──────── Passage shown ────────
Daughter of Peter Honerkamp, owner, and curator of Stephen Talkhouse, Ruby Honerkamp has witnessed the landmark’s evolution through the lens of both innocence and maturity.
We sat down with Honerkamp to recall Talkhouse’s past, bask in the present, and look toward the encore we didn't know we needed.
“I grew up in a dive bar, not just any dive bar though. It’s the smallest bar in the world putting on major national acts. Over 65 members of the rock n’ roll hall of fame have played here and a host of famous athletes, movie stars, and politicians have been here. But you’d never know it,” Ruby explains.
“It's a place, turned oasis, where everyone is equal and accepted. A place where you can show up in board shorts or a tuxedo and it's all the same. I’ve seen local bands fill the room and Coldplay do the same. It’s a sanctuary that has comforted so many through good times, heartbreaks, and all the moments in between.”
The beauty of Talkhouse is that it’s a dichotomy by nature: it’s reliable and surprising all at once, stable throughout tumultuous times, yet able to adapt and evolve.
Leaning into this contrast, Ruby says, “The Talkhouse is an always evolving, ever-changing confluence of musicians and patrons and yet it feels comfortably frozen in time. The staff is ever the same, the vibe is laid back and unpretentious and you can always spot lots of folks from the last time you were there. Talkhouse is a place where you seek comfort and refuge – it’s remained consistent and authentic in a time of rapid change.
“The staff has become family... It’s a motley group where most have worked there for over 20 years. It’s been a familiar family and watering-hole for generations… a destination and a curator of community for so many years. It’s been the heartbeat of the community on the east end for over 35 years and values bringing a wide range of people together.”
────────
Decide whether each statement agrees with the passage on Stephen Talkhouse. For each, answer yes or no and quote the words of the passage that decide it.
(a) More than 65 members of the rock n' roll hall of fame have played at Talkhouse.
(b) Most of the Talkhouse staff have worked there for over 20 years.
(c) Talkhouse has been the heartbeat of the east end community for over 50 years.
Work only from the text above.
──────── Supplied information ────────
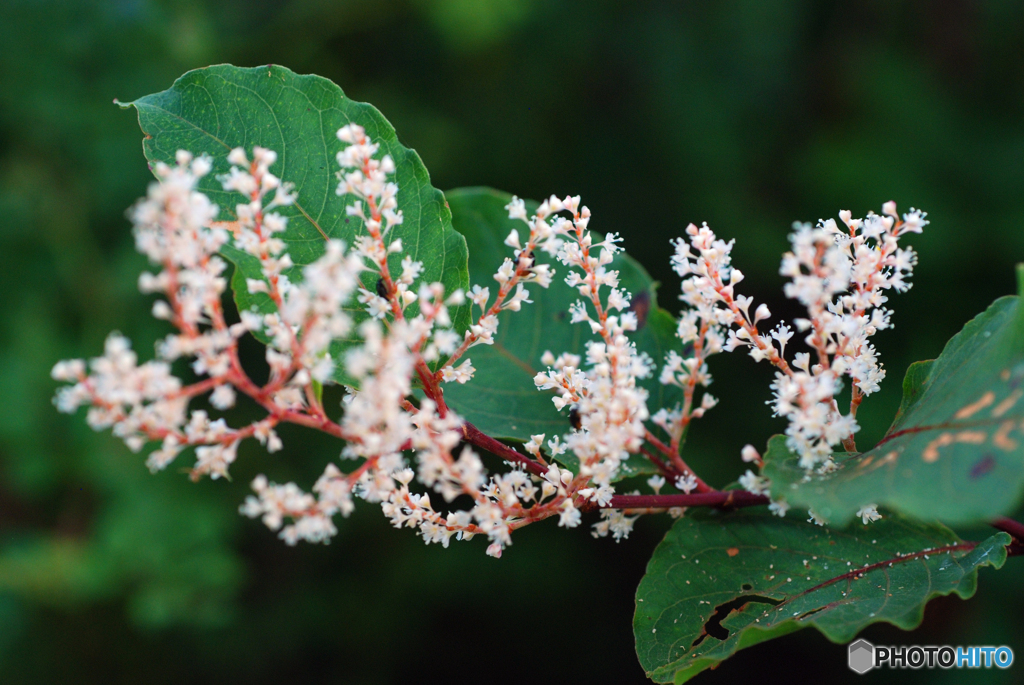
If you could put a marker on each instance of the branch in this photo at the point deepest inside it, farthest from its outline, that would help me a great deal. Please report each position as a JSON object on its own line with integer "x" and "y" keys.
{"x": 474, "y": 436}
{"x": 712, "y": 499}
────────
# Expected answer:
(a) Yes: "Over 65 members of the rock n’ roll hall of fame have played here"
(b) Yes: "It’s a motley group where most have worked there for over 20 years."
(c) No: "It’s been the heartbeat of the community on the east end for over 35 years"